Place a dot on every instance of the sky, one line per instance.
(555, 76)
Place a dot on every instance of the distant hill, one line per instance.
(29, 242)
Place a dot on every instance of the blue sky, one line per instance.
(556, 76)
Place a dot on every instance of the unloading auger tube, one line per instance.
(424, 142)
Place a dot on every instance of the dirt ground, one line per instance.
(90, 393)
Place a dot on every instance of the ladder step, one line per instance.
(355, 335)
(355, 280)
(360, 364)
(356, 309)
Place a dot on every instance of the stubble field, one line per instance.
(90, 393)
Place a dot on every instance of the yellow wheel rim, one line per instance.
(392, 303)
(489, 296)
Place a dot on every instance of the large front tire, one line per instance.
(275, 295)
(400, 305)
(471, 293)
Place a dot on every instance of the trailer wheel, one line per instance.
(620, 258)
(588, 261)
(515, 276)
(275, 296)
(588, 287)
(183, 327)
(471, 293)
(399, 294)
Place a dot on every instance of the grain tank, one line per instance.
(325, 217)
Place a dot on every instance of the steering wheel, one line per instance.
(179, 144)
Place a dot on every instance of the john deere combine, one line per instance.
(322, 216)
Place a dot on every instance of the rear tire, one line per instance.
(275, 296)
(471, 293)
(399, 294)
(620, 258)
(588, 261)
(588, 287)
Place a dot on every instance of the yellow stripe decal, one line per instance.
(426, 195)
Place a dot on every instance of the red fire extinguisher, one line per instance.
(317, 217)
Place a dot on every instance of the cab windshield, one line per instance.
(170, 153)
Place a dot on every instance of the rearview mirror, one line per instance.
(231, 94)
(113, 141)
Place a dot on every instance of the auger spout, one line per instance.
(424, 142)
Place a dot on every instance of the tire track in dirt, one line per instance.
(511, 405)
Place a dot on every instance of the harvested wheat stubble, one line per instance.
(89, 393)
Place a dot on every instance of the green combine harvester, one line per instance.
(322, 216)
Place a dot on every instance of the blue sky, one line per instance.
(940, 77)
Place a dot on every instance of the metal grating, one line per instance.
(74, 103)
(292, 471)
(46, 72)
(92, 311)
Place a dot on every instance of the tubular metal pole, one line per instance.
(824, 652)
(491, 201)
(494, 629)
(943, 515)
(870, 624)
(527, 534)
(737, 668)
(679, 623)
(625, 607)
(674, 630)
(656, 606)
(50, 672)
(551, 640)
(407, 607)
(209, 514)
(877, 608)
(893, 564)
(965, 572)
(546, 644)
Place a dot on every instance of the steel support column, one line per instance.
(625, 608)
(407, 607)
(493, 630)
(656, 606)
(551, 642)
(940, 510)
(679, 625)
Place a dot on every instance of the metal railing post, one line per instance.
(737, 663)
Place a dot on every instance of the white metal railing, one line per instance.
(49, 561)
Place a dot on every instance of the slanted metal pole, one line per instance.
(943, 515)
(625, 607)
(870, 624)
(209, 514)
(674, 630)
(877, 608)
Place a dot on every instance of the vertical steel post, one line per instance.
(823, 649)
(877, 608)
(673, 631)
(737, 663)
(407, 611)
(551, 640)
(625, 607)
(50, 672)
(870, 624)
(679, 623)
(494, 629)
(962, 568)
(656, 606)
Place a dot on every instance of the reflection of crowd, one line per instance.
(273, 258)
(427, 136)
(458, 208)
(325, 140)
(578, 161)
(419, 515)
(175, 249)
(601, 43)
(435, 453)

◇ ◇ ◇ ◇

- Short exercise
Can you give every line above again, exactly as written?

- Exercise solution
Place a dot on every instance of the sky, one line per instance.
(555, 76)
Place a dot on every instance of the distant hill, one line per instance.
(29, 242)
Place a dot on every instance of the blue sky, one line per instance.
(556, 76)
Place a dot on every instance of the unloading auger tube, one line per instance.
(424, 142)
Place a dot on every instance of the dirt ground, one line per instance.
(90, 393)
Place a dot on every instance of the ladder step, one line per instance.
(355, 335)
(355, 280)
(360, 364)
(356, 309)
Place a dot on every instance of the stubble field, one line per instance.
(90, 393)
Place a dot on every instance of the yellow wheel rim, one line per instance.
(392, 303)
(489, 296)
Place a dot on every instance of the large front tire, one line per instance.
(275, 295)
(400, 305)
(471, 293)
Place a dot on every instance of the trailer wheel, one line per instance.
(620, 258)
(588, 261)
(515, 276)
(275, 296)
(588, 287)
(183, 327)
(471, 293)
(399, 294)
Place a dot on every instance of the grain tank, one line per instance.
(325, 217)
Place a dot on every instance of the steering wheel, one line per instance.
(179, 144)
Place a dot on every instance of the john deere combine, one line per instance.
(322, 216)
Place a dot on every instance of the rear tire, one line per instance.
(275, 296)
(471, 293)
(399, 294)
(620, 258)
(588, 261)
(588, 287)
Place a dot on every instance of the yellow stripe decal, one line per instance.
(426, 195)
Place a dot on every instance of the red fire extinguisher, one line per instance.
(317, 217)
Place a dot on every instance of the cab windshield, one line per instance.
(170, 153)
Place a dot on every instance of the rearview mirror, one line per instance.
(231, 94)
(113, 141)
Place a dot on every instance of the auger spout, one line per instance.
(424, 142)
Place a dot on every instance of the tire track in dirt, one line per instance.
(511, 405)
Place a dot on every instance of the harvested wheat stubble, one line per instance.
(89, 393)
Place a dot on every instance of the green combine harvester, one line per instance.
(322, 216)
Place a dot on every instance of the blue sky, one line per instance.
(940, 77)
Place a dot on every instance of the metal grating, one line per instance.
(74, 103)
(292, 471)
(46, 72)
(92, 311)
Place a dot on every instance of the tubular metal pole, one line per instance.
(824, 652)
(491, 201)
(494, 629)
(943, 515)
(870, 624)
(527, 534)
(737, 668)
(679, 623)
(625, 607)
(674, 630)
(656, 606)
(50, 672)
(551, 640)
(407, 607)
(209, 514)
(877, 608)
(893, 564)
(965, 572)
(546, 644)
Place a dot on every instance of the steel support column, one line per instance.
(625, 608)
(407, 607)
(493, 630)
(656, 606)
(551, 642)
(940, 510)
(679, 625)
Place a dot on every instance of the metal railing post, one line per instance.
(737, 663)
Place a dot on every instance of the white metal railing, one line per instance.
(49, 561)
Place a dot on every instance of the slanted metal pole, one line per instance.
(943, 515)
(625, 607)
(870, 624)
(209, 514)
(674, 630)
(877, 608)
Place a dot on every instance of the vertical steel post, one line per instance.
(823, 649)
(877, 608)
(673, 631)
(737, 663)
(407, 611)
(551, 640)
(625, 607)
(50, 672)
(870, 624)
(679, 623)
(494, 629)
(962, 568)
(656, 606)
Place a dot on every instance of the reflection of crowd, one line per instance.
(273, 258)
(427, 136)
(458, 208)
(325, 140)
(578, 161)
(419, 515)
(175, 249)
(601, 43)
(435, 453)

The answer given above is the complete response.